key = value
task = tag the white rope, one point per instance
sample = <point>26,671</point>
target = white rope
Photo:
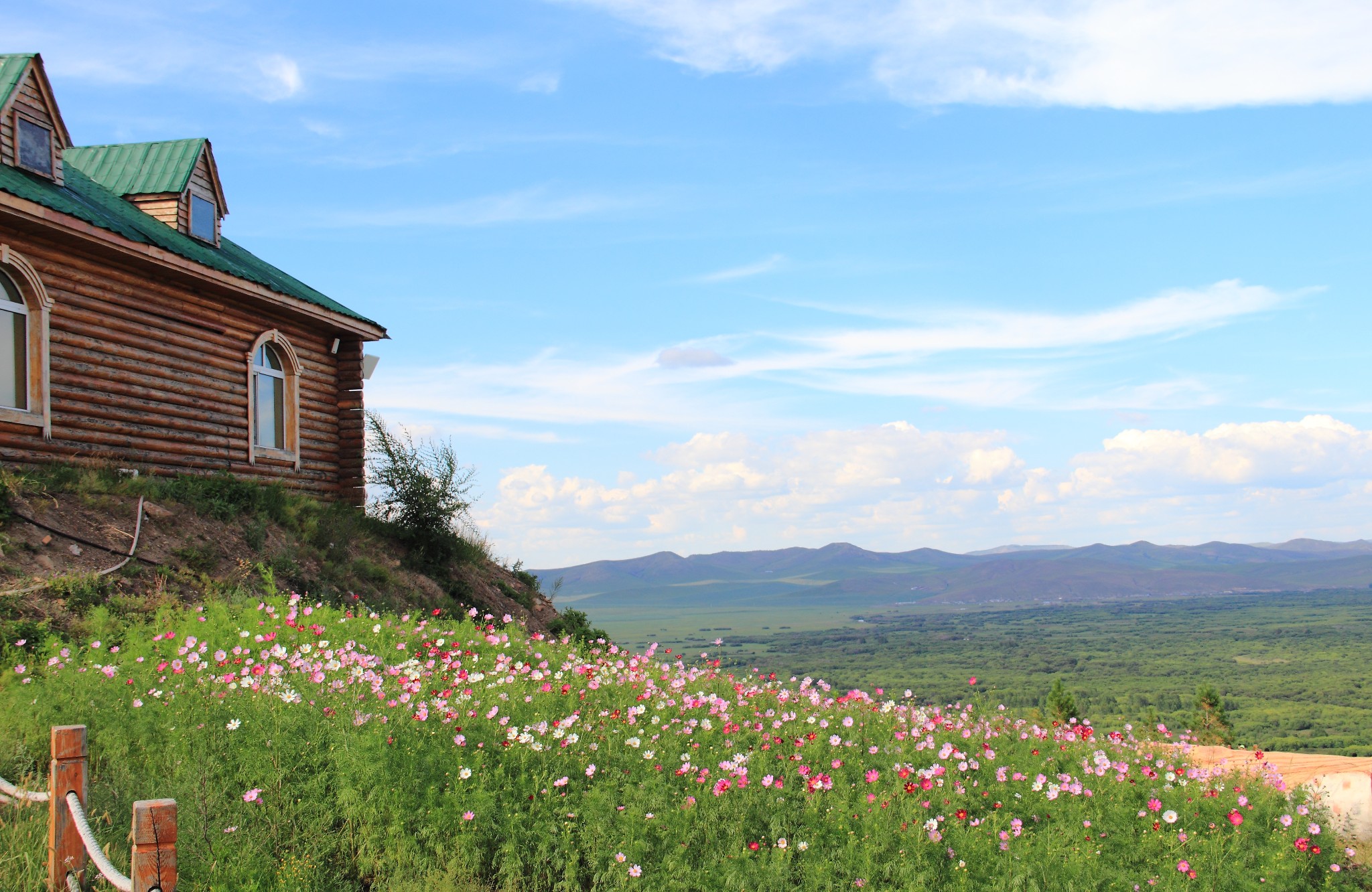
<point>13,792</point>
<point>116,879</point>
<point>137,528</point>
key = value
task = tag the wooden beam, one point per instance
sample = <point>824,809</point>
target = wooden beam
<point>66,773</point>
<point>153,865</point>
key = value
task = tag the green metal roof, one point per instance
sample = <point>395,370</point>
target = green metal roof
<point>11,68</point>
<point>88,201</point>
<point>137,168</point>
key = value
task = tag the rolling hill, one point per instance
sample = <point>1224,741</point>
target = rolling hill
<point>817,587</point>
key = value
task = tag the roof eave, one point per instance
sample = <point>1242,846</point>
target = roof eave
<point>38,213</point>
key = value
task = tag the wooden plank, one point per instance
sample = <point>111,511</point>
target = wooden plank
<point>153,862</point>
<point>66,773</point>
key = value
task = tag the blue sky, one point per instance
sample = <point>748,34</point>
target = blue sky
<point>751,273</point>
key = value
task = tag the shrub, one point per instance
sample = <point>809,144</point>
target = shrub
<point>1061,704</point>
<point>1209,719</point>
<point>577,625</point>
<point>423,492</point>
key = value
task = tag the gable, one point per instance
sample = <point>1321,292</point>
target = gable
<point>26,94</point>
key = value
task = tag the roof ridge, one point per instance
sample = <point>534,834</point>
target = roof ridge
<point>188,139</point>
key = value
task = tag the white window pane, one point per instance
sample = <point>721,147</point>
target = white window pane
<point>202,218</point>
<point>271,411</point>
<point>14,360</point>
<point>35,147</point>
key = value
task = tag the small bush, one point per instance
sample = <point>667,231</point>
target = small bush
<point>577,625</point>
<point>423,492</point>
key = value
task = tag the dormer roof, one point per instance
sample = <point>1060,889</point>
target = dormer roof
<point>147,168</point>
<point>14,69</point>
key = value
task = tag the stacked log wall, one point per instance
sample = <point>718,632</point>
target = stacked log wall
<point>150,372</point>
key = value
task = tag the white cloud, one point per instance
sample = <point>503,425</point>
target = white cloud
<point>281,77</point>
<point>984,358</point>
<point>1123,54</point>
<point>1312,452</point>
<point>896,488</point>
<point>691,358</point>
<point>719,489</point>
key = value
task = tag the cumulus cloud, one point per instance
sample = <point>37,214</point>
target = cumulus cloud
<point>1286,455</point>
<point>1150,55</point>
<point>896,488</point>
<point>280,77</point>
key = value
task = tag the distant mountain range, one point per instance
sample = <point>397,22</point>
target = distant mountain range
<point>844,573</point>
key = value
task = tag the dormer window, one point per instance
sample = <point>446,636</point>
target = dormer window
<point>204,217</point>
<point>35,146</point>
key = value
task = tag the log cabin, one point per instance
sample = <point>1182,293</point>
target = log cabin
<point>132,332</point>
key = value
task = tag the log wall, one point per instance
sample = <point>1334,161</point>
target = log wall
<point>149,372</point>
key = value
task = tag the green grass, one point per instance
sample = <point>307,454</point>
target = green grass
<point>404,753</point>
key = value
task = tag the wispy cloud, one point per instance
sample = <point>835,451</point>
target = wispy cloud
<point>987,358</point>
<point>1120,54</point>
<point>896,486</point>
<point>533,205</point>
<point>744,272</point>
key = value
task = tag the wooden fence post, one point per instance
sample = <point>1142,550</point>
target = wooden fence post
<point>153,868</point>
<point>66,773</point>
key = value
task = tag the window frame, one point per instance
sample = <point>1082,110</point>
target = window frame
<point>291,398</point>
<point>51,173</point>
<point>38,311</point>
<point>214,217</point>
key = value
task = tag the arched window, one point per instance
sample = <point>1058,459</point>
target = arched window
<point>14,346</point>
<point>269,398</point>
<point>23,344</point>
<point>273,400</point>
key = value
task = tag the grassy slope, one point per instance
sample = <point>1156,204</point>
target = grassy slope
<point>397,753</point>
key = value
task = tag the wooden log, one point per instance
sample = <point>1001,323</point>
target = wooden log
<point>117,368</point>
<point>153,863</point>
<point>66,773</point>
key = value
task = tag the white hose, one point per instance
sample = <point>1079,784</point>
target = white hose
<point>116,879</point>
<point>11,792</point>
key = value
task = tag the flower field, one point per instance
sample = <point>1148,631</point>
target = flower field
<point>318,748</point>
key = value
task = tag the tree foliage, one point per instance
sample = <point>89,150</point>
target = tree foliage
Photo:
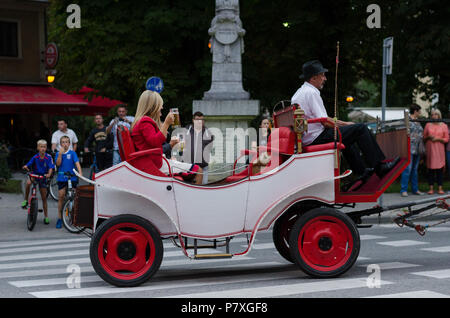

### Short exercise
How many lines in the data above contain the string "tree"? Case counts. Reply with the number alone.

### Solution to the problem
2